* Begin Exercise material *

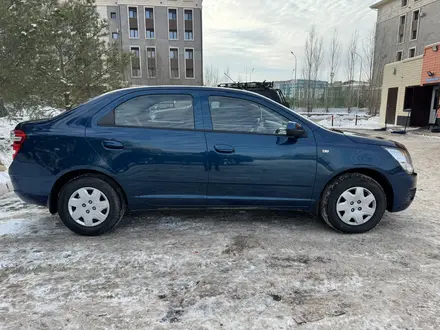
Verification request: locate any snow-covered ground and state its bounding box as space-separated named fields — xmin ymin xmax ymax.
xmin=0 ymin=132 xmax=440 ymax=330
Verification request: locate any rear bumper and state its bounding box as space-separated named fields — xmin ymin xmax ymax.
xmin=390 ymin=173 xmax=417 ymax=212
xmin=9 ymin=162 xmax=54 ymax=206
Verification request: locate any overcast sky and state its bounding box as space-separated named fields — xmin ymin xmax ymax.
xmin=203 ymin=0 xmax=377 ymax=81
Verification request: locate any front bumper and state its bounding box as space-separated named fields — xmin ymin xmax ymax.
xmin=390 ymin=173 xmax=417 ymax=212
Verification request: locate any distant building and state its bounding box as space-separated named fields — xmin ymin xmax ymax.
xmin=96 ymin=0 xmax=203 ymax=85
xmin=371 ymin=0 xmax=440 ymax=126
xmin=274 ymin=79 xmax=329 ymax=100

* End Exercise material *

Copy out all of the items above word for word, leaving out the pictures.

Written response:
Verification request: locate any snow-covered ground and state its bounding box as space-separated named fields — xmin ymin xmax ymax.
xmin=0 ymin=132 xmax=440 ymax=330
Verification request: locate any rear bumper and state its bounding box as space-separated named fields — xmin ymin xmax ymax.
xmin=390 ymin=173 xmax=417 ymax=212
xmin=9 ymin=162 xmax=54 ymax=206
Verification request: locate any overcast sky and state its bounding box as space-separated named fields — xmin ymin xmax ymax.
xmin=203 ymin=0 xmax=377 ymax=81
Verification request: locate any front bumper and state its bounding box as space-separated named fields — xmin ymin xmax ymax.
xmin=390 ymin=173 xmax=417 ymax=212
Verification request: locate any distant building and state its bounding box as space-separated named fields — xmin ymin xmax ymax.
xmin=96 ymin=0 xmax=203 ymax=85
xmin=371 ymin=0 xmax=440 ymax=126
xmin=274 ymin=79 xmax=329 ymax=100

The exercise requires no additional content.